Content starts

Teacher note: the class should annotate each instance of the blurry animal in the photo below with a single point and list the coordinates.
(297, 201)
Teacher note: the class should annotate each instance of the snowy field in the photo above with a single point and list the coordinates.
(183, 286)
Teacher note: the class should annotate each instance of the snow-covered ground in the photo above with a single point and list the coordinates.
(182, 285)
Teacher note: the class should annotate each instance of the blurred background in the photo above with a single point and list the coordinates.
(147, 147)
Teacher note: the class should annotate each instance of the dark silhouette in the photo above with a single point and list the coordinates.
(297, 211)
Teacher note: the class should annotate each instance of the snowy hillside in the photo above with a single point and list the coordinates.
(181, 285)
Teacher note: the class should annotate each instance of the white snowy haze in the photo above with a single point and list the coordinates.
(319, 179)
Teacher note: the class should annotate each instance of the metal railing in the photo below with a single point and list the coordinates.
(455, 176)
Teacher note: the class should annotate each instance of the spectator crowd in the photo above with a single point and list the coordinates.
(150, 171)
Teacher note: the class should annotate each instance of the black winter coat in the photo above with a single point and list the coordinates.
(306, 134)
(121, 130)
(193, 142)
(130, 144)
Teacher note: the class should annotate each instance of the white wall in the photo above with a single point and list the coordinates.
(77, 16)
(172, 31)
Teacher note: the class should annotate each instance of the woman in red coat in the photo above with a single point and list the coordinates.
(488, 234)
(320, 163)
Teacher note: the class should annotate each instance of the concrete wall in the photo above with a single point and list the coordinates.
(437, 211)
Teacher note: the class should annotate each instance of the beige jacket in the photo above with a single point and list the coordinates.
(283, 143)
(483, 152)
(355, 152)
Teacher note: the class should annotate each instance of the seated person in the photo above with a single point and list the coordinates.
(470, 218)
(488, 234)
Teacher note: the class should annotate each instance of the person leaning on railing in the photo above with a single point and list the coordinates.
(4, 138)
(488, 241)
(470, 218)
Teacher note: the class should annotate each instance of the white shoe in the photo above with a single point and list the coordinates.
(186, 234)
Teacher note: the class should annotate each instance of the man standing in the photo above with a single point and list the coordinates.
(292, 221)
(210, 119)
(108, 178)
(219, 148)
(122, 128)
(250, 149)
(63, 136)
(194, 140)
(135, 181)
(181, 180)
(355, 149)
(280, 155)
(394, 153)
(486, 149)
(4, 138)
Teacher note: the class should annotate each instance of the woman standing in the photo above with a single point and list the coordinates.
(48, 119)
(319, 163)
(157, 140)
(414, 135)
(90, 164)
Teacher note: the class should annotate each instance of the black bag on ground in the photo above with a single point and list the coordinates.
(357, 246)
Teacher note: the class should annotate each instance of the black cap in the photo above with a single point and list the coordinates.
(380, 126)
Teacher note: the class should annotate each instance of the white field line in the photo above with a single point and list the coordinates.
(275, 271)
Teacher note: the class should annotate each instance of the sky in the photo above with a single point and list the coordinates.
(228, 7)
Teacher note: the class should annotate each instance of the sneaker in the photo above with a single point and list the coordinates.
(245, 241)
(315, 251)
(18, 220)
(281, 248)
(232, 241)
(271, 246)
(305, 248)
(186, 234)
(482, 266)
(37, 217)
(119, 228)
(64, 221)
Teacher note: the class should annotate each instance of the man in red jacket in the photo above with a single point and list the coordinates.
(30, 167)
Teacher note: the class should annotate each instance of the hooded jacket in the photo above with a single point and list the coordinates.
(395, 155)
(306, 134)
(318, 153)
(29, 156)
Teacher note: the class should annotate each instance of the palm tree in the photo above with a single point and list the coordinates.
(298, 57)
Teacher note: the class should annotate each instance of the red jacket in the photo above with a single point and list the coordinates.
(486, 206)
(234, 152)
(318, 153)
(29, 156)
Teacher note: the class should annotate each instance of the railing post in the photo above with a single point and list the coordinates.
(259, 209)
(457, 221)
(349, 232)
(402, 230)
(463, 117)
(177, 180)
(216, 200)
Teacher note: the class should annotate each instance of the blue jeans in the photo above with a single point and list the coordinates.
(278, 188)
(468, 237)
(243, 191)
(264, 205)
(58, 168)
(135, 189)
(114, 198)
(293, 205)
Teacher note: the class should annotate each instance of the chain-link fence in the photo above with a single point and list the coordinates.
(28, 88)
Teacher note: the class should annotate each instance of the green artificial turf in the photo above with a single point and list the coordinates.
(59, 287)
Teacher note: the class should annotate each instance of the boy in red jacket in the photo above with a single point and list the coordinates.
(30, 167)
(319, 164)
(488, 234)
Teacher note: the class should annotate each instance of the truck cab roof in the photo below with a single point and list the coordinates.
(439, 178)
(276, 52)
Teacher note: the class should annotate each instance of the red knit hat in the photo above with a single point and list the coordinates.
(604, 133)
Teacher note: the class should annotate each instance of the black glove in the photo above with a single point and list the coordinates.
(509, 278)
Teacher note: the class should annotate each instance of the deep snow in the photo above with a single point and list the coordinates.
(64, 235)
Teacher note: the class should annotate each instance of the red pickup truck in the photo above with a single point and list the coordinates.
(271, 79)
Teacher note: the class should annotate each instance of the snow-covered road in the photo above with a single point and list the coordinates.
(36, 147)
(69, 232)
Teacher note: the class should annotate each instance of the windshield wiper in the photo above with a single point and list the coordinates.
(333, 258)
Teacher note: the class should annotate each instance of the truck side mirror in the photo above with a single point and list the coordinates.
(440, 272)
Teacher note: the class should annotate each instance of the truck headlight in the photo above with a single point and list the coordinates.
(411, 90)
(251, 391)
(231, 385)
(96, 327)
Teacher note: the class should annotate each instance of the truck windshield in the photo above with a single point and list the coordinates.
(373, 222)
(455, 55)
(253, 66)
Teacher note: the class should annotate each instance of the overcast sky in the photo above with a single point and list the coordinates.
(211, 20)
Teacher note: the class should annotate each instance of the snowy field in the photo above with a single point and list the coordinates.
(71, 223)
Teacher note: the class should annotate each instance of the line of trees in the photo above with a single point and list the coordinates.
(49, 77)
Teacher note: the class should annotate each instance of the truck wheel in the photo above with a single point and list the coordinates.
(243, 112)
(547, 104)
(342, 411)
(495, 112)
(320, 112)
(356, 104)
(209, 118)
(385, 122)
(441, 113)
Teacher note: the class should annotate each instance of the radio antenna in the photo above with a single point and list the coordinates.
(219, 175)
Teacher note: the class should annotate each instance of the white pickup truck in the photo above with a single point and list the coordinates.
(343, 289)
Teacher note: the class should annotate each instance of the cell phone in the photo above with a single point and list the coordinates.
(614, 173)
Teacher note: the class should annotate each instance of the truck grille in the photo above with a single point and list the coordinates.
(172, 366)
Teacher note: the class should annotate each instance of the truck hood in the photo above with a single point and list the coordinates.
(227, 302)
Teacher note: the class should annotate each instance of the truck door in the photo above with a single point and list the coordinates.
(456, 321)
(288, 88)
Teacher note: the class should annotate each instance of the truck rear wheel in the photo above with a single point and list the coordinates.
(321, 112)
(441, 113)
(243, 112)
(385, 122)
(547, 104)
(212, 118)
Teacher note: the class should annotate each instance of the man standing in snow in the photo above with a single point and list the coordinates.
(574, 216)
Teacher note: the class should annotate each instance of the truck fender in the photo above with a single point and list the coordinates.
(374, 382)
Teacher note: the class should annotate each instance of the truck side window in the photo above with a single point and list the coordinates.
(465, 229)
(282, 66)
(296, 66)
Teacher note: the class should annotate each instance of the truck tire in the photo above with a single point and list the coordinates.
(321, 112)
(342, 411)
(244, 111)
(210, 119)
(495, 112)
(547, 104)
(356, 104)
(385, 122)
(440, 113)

Content ends

- **YOUR ASSIGNMENT**
Set every line of the data down again, word for word.

- **SOLUTION TO THIS PROBLEM**
Teacher note: the class should annotate each instance of the blurry animal in the photo below with a single point and list the coordinates.
(297, 201)
Teacher note: the class should annotate each instance of the snowy field in the photo above with a single point and list the coordinates.
(183, 286)
Teacher note: the class should annotate each instance of the snow-covered ground in the photo above with a single point and list the coordinates.
(182, 285)
Teacher note: the class should annotate each instance of the blurred background in the photo above with a single point and list the coordinates.
(147, 147)
Teacher note: the class should annotate each instance of the dark silhouette in the photo above with a single point and list the coordinates.
(297, 211)
Teacher note: the class should annotate each instance of the snowy hillside in the photo above with a single point and list the coordinates.
(181, 285)
Teacher note: the class should annotate each instance of the white snowy haze in the photo above with a single point and list the coordinates.
(319, 179)
Teacher note: the class should annotate each instance of the metal railing in the photo below with a single point and list the coordinates.
(455, 176)
Teacher note: the class should annotate each instance of the spectator crowd in the photo above with a single point and list the coordinates.
(150, 171)
Teacher note: the class should annotate each instance of the black winter coat in the photo above with a single point and list the coordinates.
(306, 134)
(121, 130)
(193, 142)
(130, 144)
Teacher note: the class should annotate each instance of the white wall in the photo above with a single point and list the coordinates.
(77, 16)
(172, 31)
Teacher note: the class should annotate each instance of the woman in red coat in the photo above with a single point and list the coordinates.
(488, 234)
(320, 163)
Teacher note: the class should annotate each instance of the concrete wall in the photo above with a single point and list the coordinates.
(437, 211)
Teacher note: the class should annotate each instance of the beige jacket in the photo above with a single point and list the coordinates.
(283, 143)
(483, 152)
(355, 152)
Teacher note: the class should annotate each instance of the seated person in the photo above with a single point and list the coordinates.
(470, 218)
(488, 234)
Teacher note: the class should annotate each instance of the person leaning on railing in the photo above with a single point and list the coordinates.
(4, 138)
(488, 241)
(470, 218)
Teacher note: the class should annotate each instance of the white shoe in the photo above with a single point and list the coordinates.
(186, 234)
Teacher note: the class should annotate each instance of the man standing in the photo above with a single point and list the coordinates.
(292, 221)
(210, 119)
(108, 178)
(219, 148)
(122, 128)
(250, 149)
(63, 136)
(194, 140)
(135, 181)
(181, 180)
(355, 149)
(280, 155)
(394, 153)
(486, 149)
(4, 138)
Teacher note: the class should annotate each instance of the woman standing in the photo above with a single point and list the coordinates.
(48, 119)
(319, 163)
(157, 140)
(414, 135)
(90, 164)
Teacher note: the class should annotate each instance of the black bag on ground in the photo above with a single point and list the coordinates.
(357, 246)
Teacher note: the class should annotate each instance of the black cap in the photo above with a single point and list the coordinates.
(380, 126)
Teacher note: the class should annotate each instance of the white field line in the photo above with a single point and list the coordinates.
(275, 271)
Teacher note: the class should annotate each instance of the sky in the photo above with a single point and list the coordinates.
(228, 7)
Teacher note: the class should annotate each instance of the sneaker in the photo above with a single point and list the coordinates.
(245, 241)
(315, 251)
(18, 220)
(281, 248)
(232, 241)
(271, 246)
(305, 248)
(186, 234)
(482, 266)
(37, 217)
(119, 228)
(64, 221)
Teacher note: the class should annotate each instance of the man in red jacket in the photo above with a single point and list the coordinates.
(30, 167)
Teacher note: the class should annotate each instance of the hooded jacket in the photo above with a single point and list the coordinates.
(395, 155)
(306, 134)
(318, 153)
(29, 156)
Teacher note: the class should annotate each instance of the palm tree in the photo above with a single point and list the coordinates.
(298, 57)
Teacher note: the class should annotate each instance of the red jacket in the photo above with a single point and list the coordinates.
(486, 206)
(234, 152)
(318, 153)
(29, 156)
Teacher note: the class should annotate each instance of the railing post in the photo above with a single point and list the coordinates.
(259, 209)
(457, 221)
(349, 232)
(402, 230)
(463, 117)
(177, 180)
(216, 200)
Teacher note: the class should annotate each instance of the blue jeans in the photo above with a single point and list the coordinates.
(278, 188)
(468, 237)
(243, 191)
(264, 205)
(58, 168)
(135, 189)
(114, 198)
(293, 205)
Teacher note: the class should annotate each instance of the chain-link fence in the photo above with a single point and list the coordinates.
(28, 88)
Teacher note: the class should annotate each instance of the green artificial turf in the photo above with a single point and list the coordinates.
(59, 287)
Teacher note: the class should annotate each instance of the boy in red jacket in the photo above with a single point and list the coordinates.
(30, 167)
(319, 164)
(488, 234)
Teacher note: the class should annotate each instance of the truck cab roof in the photo below with a single point and list the coordinates.
(439, 178)
(276, 52)
Teacher note: the class should annotate each instance of the red knit hat in the photo above with a single point and list the coordinates.
(604, 133)
Teacher note: the class should annotate each instance of the black glove in the photo above with a single point and list the coordinates.
(509, 278)
Teacher note: the class should annotate each instance of the deep snow in the photo above with a single point and list the coordinates.
(64, 235)
Teacher note: the class should annotate each instance of the red pickup truck in the photo above with a single point and list the coordinates.
(271, 79)
Teacher note: the class should annotate each instance of the snow-covered road in the photo above with a single point and list the coordinates.
(36, 147)
(69, 232)
Teacher note: the class should annotate each instance of the windshield wiper in the photo above with a single point and list the coordinates.
(333, 258)
Teacher note: the class should annotate each instance of the truck side mirror in the photo above with a single point and list the coordinates.
(440, 272)
Teacher note: the class should annotate each instance of the truck headlight in the photo above with a single point and list the coordinates.
(411, 90)
(251, 391)
(231, 385)
(96, 327)
Teacher note: the class should annotate each instance of the truck windshield in the photo above with a single point and list the coordinates.
(373, 222)
(455, 55)
(253, 66)
Teacher note: the class should annotate each instance of the overcast sky in the photo above with a single point and list the coordinates.
(211, 20)
Teacher note: the class should annotate each instance of the snowy field in the photo above with a single point and list the coordinates.
(71, 223)
Teacher note: the class should annotate each instance of the line of trees in the photo above with a single point and list the coordinates.
(49, 77)
Teacher note: the class should annotate each instance of the truck wheel in the photo above with a single point and list the coordinates.
(243, 112)
(547, 104)
(342, 411)
(495, 112)
(320, 112)
(356, 104)
(209, 118)
(385, 122)
(441, 113)
Teacher note: the class should annotate each instance of the radio antenna in the photo above with a single point and list the coordinates.
(219, 175)
Teacher note: the class should annotate each instance of the white pickup truck in the photo above with a single point and list the coordinates.
(343, 289)
Teacher note: the class should annotate each instance of the cell phone in the photo above with a single point and list the coordinates.
(614, 173)
Teacher note: the class should annotate each instance of the truck grille in the photo above with a single point and list the coordinates.
(172, 366)
Teacher note: the class should annotate each instance of the truck hood in the photo above with a single point and list the coordinates.
(227, 302)
Teacher note: the class should annotate each instance of the truck door in the photo above with a single point and list the coordinates.
(456, 321)
(288, 88)
Teacher note: the class should annotate each instance of the truck rear wheel in the photo above with a single point and list the coordinates.
(321, 112)
(441, 113)
(243, 112)
(385, 122)
(547, 104)
(212, 118)
Teacher note: the class should annotate each instance of the man standing in snow in the photo above with a single point and list the coordinates.
(574, 216)
Teacher note: the class should annotate each instance of the truck fender in the photo above with a single point and list the coordinates.
(374, 382)
Teacher note: the class should annotate each instance of the truck side window in the photo above with a single point and list the coordinates.
(465, 229)
(282, 66)
(296, 66)
Teacher note: the class should annotate each instance of the truck tire in the photo above with a single point and list the coordinates.
(321, 112)
(342, 411)
(244, 111)
(210, 119)
(495, 112)
(547, 104)
(356, 104)
(385, 122)
(440, 113)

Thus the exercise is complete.